(Aim): Starting with the line that has "of the narrow" in it, repeat every line through the last one, word for word, and give nothing more.

(Input for this task):
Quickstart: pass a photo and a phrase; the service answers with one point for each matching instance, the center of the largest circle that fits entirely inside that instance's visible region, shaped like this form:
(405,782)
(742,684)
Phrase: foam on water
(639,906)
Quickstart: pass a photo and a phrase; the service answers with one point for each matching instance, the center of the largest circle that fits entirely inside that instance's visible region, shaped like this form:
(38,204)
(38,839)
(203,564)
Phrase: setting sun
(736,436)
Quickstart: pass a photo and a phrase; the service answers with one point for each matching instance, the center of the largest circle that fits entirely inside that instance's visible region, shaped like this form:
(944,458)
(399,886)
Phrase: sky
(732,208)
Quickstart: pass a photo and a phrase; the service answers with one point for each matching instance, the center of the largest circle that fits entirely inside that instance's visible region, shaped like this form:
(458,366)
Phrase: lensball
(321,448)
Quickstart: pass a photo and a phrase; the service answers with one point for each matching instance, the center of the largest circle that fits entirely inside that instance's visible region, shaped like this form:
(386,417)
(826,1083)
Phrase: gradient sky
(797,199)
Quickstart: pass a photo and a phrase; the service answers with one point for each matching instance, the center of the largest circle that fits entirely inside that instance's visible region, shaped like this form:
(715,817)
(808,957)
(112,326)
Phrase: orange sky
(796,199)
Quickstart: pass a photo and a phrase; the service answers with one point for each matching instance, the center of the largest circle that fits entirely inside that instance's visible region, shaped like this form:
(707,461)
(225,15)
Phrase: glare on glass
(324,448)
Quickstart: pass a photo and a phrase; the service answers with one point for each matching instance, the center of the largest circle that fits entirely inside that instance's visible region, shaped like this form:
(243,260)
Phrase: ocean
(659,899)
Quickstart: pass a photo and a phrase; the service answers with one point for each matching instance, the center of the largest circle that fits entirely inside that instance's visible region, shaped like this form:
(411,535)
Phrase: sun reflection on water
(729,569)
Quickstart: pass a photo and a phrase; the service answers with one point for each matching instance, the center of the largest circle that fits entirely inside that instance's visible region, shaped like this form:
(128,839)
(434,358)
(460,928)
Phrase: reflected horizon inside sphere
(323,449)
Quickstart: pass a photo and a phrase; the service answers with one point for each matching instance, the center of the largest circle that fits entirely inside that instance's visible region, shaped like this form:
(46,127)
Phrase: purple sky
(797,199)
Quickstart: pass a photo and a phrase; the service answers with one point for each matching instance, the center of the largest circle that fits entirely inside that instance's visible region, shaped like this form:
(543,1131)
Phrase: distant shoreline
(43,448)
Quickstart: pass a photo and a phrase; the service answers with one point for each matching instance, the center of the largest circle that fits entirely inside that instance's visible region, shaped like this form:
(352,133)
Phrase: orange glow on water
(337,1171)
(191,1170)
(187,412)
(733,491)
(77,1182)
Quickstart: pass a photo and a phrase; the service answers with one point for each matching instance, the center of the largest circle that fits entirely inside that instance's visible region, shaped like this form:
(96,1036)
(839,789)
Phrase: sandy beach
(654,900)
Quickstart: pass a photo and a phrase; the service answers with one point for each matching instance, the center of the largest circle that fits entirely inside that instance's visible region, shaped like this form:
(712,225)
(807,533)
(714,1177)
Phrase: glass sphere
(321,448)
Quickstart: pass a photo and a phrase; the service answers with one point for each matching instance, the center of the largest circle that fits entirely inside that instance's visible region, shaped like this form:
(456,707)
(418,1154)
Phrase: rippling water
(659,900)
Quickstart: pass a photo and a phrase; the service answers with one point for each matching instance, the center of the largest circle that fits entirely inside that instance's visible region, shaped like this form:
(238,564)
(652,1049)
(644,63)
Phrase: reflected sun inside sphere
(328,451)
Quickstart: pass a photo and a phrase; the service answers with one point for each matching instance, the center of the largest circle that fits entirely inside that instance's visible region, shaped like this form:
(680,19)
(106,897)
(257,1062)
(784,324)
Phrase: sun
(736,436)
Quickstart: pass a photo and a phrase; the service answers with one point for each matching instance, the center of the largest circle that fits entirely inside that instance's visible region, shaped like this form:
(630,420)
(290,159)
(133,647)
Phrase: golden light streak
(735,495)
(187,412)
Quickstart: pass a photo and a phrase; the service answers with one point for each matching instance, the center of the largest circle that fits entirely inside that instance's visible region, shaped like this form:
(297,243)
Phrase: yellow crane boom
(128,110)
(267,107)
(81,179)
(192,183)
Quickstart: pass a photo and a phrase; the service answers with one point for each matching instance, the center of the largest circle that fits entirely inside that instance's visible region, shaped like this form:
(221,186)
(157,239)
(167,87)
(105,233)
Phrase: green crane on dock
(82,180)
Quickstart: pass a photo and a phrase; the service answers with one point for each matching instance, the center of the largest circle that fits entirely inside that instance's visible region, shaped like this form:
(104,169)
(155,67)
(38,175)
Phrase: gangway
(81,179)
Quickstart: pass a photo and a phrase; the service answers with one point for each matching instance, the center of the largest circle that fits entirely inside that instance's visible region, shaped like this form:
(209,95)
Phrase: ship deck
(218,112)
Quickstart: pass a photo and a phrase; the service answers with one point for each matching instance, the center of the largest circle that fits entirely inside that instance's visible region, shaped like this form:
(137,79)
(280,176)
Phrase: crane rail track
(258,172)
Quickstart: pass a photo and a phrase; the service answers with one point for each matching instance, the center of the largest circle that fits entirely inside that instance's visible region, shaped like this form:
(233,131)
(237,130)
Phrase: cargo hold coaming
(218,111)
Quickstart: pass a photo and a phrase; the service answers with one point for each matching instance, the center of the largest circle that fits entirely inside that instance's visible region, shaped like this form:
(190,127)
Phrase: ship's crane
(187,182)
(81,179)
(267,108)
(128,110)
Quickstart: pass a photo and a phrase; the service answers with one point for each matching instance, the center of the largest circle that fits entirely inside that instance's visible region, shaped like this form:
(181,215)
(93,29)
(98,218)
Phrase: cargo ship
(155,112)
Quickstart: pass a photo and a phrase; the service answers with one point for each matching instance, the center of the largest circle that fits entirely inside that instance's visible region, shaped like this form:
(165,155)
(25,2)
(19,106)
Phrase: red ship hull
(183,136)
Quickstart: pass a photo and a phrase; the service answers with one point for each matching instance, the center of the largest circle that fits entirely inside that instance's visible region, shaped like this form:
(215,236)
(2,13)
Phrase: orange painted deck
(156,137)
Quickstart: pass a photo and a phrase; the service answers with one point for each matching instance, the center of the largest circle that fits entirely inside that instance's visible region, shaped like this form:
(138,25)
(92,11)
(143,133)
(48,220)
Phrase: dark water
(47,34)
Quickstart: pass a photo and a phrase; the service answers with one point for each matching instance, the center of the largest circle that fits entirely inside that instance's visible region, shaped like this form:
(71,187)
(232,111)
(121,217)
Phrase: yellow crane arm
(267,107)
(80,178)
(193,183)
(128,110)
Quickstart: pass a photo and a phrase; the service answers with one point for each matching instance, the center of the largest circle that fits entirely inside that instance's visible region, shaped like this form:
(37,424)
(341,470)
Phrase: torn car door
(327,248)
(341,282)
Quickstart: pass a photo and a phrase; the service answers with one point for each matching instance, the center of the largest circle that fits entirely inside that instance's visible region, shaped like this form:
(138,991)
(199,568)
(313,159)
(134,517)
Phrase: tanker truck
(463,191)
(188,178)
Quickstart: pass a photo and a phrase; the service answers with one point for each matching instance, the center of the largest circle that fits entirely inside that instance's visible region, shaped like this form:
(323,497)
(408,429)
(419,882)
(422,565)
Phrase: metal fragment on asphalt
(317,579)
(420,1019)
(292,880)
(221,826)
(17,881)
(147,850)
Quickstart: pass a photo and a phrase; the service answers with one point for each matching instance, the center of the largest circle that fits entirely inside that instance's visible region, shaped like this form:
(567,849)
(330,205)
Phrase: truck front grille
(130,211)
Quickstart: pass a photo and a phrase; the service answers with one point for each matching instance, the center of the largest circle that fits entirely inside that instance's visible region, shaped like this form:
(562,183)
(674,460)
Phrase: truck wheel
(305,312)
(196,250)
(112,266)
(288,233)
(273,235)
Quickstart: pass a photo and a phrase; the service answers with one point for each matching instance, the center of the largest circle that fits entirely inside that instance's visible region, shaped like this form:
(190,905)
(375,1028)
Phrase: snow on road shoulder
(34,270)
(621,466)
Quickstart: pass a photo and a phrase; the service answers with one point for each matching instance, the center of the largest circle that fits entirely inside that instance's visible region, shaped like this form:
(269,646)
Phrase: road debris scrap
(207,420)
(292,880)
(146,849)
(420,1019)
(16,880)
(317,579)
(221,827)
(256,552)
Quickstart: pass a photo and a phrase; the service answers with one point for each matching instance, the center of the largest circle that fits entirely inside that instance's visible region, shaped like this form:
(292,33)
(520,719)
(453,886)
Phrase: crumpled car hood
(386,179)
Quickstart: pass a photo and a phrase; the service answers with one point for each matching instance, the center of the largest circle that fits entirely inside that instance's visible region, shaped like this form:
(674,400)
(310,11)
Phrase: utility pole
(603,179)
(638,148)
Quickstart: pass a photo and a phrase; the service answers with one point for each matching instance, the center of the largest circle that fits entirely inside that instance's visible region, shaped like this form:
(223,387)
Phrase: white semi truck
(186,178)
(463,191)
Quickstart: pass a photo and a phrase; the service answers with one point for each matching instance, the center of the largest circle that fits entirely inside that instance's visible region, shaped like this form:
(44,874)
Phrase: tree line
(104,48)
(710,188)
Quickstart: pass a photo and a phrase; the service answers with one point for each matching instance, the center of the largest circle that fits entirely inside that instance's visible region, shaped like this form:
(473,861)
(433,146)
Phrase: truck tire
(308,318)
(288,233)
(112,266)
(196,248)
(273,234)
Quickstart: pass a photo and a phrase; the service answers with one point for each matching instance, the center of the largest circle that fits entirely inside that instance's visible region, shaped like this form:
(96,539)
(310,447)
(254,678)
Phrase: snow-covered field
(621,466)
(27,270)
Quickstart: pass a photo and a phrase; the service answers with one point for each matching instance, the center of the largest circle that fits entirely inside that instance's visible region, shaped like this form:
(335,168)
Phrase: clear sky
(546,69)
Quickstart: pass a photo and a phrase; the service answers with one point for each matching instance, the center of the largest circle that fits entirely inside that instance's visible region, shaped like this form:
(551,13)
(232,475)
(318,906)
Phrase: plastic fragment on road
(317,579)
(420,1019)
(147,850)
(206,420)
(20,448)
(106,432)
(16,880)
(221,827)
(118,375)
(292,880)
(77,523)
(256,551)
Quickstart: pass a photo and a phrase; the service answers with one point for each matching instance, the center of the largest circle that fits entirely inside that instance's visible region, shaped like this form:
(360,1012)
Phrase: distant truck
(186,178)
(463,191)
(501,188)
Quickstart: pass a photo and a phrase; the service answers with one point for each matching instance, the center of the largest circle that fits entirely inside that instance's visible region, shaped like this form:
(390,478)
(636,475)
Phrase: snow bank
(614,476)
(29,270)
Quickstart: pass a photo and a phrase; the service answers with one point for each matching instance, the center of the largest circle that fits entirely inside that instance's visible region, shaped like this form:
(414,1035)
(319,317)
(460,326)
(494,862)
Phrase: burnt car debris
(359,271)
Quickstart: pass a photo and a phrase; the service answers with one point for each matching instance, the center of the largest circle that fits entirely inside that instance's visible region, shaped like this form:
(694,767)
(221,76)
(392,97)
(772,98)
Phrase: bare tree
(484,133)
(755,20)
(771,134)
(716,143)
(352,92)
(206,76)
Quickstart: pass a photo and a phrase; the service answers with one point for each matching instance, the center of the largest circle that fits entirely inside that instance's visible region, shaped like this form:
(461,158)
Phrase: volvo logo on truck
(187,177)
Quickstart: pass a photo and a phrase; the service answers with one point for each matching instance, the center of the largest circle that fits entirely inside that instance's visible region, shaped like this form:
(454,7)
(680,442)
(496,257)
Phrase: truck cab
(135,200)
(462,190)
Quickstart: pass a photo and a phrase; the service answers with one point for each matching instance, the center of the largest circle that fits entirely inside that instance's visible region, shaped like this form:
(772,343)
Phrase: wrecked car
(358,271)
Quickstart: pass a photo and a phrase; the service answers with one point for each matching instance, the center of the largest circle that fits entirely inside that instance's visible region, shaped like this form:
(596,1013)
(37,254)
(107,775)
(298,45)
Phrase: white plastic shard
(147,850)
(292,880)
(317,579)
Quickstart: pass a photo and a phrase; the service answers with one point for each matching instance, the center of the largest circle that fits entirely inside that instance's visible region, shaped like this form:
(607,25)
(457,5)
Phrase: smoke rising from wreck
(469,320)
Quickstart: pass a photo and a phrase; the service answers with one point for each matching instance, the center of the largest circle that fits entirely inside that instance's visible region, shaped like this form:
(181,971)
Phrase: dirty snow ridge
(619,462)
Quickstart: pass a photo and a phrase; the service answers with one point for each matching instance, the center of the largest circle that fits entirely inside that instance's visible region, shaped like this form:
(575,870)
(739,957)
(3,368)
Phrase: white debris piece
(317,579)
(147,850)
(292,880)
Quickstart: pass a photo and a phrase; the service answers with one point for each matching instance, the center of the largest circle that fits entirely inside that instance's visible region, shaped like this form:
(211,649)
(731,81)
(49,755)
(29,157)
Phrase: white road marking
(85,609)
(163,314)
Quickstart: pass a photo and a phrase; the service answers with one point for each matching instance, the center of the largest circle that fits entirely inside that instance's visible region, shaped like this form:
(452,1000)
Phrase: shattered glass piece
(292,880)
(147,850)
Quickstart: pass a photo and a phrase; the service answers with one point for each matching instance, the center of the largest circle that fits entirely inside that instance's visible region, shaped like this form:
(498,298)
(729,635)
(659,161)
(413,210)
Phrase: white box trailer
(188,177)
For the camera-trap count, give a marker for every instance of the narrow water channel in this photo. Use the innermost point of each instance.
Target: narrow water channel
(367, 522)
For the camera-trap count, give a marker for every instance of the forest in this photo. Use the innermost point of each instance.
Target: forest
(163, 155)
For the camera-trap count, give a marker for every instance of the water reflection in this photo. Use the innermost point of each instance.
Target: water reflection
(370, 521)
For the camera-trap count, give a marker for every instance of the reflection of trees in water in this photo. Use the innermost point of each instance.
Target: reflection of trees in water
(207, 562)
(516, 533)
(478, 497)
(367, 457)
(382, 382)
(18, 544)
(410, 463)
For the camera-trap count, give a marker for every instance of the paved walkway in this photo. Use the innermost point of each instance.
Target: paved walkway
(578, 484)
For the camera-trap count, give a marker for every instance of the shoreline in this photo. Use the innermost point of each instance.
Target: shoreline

(Response to the task):
For the camera-trap count, give a marker for every instance of the narrow water channel in this photo. Use the innermost point of each instance.
Target: narrow water channel
(367, 522)
For the camera-trap count, give a marker for every instance of the forest in this photo. Use the innermost point of each instance.
Target: forest
(163, 155)
For the camera-trap count, give a marker for every instance of the water reflection in this photo. Use the innermost point of each instance.
Target: water reflection
(370, 521)
For the camera-trap count, give a marker for every instance of the reflection of trees in water in this photo. Use the innermost point of each instance.
Target: reflection of trees in water
(207, 562)
(516, 533)
(478, 497)
(367, 457)
(382, 382)
(18, 544)
(410, 463)
For the camera-trap count, give a marker for every instance of the paved walkway in this photo. Use the innermost point of each instance.
Target: paved walkway
(578, 484)
For the camera-trap count, give a marker for every instance of the shoreline in this photo. Use the innermost point of each instance.
Target: shoreline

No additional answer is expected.